Saturday, January 16, 2010

JACK TEAGARDEN, (BIG T)


Influential jazz trombonist, composer and vocalist Weldon Leo "Jack" Teagarden, was born on January 15th, 1905, in Vernon,Texas, his brother Charlie and Clois "Cub" and his sister Norma also became noted professional musicians. Teagarden's father was an amateur brass band trumpeter and started young Jack on baritone horn; by age 10 he had switched to trombone. He first heard jazz music played by the Louisiana Five and decided to play in the new style.


Teagarden's trombone style was largely self-taught, and he developed many unusual alternative positions and novel special effects on the instrument. He is usually considered the most innovative white jazz trombone stylist of the pre-bebop era, and did much to expand the role of the instrument beyond the old tailgate style role of the early New Orleans brass bands. Chief among his contributions to the language of jazz trombonists was his ability to interject the blues or merely a "blue feeling" into virtually any piece of music.


By 1920 Teagarden was playing professionally in San Antonio, including with the band of pianist Peck Kelley. In the mid 1920s he started traveling widely around the United Stetes in a quick succession of different bands. In 1927, he came to New York City where he worked with several bands. By 1928 he played for the Ben Pollack band.


Within a year of the commencement of his recording career, he became a regular vocalist, first doing blues material ("Beale Street Blues", for example), and later doing popular songs. He is often mentioned as one of the better white male jazz vocalists of the era; his singing style is quite like his trombone playing, in terms of improvisation (in the same way that Louis Armstrong sang quite like he played trumpet).


In the late 1920s he recorded with such notable bandleaders and sidemen as Louis ArnstrongBenny Goodman,Bix Beiderbecke,Red Nichols, Jimmy McPartland, Mezz Mezrow, Glenn Miller,Eddie Condon and Teagarden collaborated to provide lyrics and a verse to Spencer Williams' Basin Street Blues, which in that amended form became one of the numbers that Teagarden played until the end of his days.


In the early 1930s Teagarden was based in Chicago, for some time playing with the band of Wingy Manone. He played at the Century od Progress exposition in Chicago. Teagarden sought financial security during The Great Depresion and signed an exclusive contract to play for the Pual Whiteman Orchestra from 1933 through 1938. The contract with Whiteman's band provided him with financial security but prevented him from playing an active part in the musical advances of the mid-thirties swing era.


Teagarden then started leading his own big band. In spite of Teagarden's best efforts, the band was not a commercial success, and he was brought to the brink of bankruptcy.

DATA PROVIDED:
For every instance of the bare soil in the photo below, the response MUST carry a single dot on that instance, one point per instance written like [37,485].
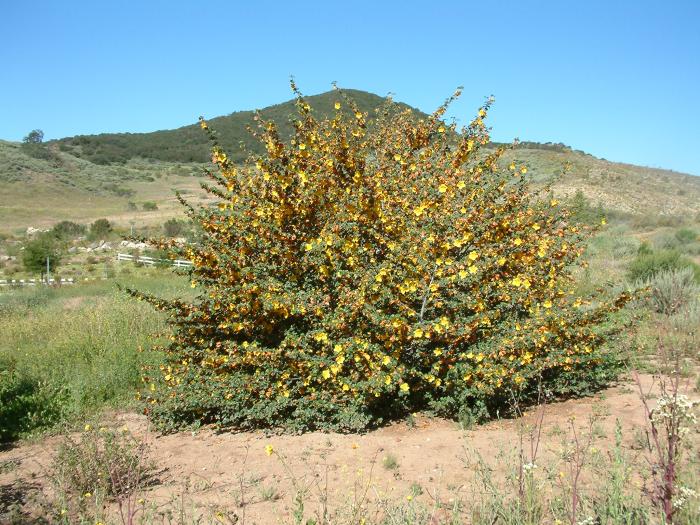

PROBLEM SET:
A. According to the Jack Teagarden text, which band did Teagarden first hear playing jazz?
B. Repeat the part of the Jack Teagarden text that opens with the words containing "In the late" and closes with "mid-thirties swing era.".

LIST OF SOLUTIONS:
A. The Louisiana Five.

B.
In the late 1920s he recorded with such notable bandleaders and sidemen as Louis ArnstrongBenny Goodman,Bix Beiderbecke,Red Nichols, Jimmy McPartland, Mezz Mezrow, Glenn Miller,Eddie Condon and Teagarden collaborated to provide lyrics and a verse to Spencer Williams' Basin Street Blues, which in that amended form became one of the numbers that Teagarden played until the end of his days.


In the early 1930s Teagarden was based in Chicago, for some time playing with the band of Wingy Manone. He played at the Century od Progress exposition in Chicago. Teagarden sought financial security during The Great Depresion and signed an exclusive contract to play for the Pual Whiteman Orchestra from 1933 through 1938. The contract with Whiteman's band provided him with financial security but prevented him from playing an active part in the musical advances of the mid-thirties swing era.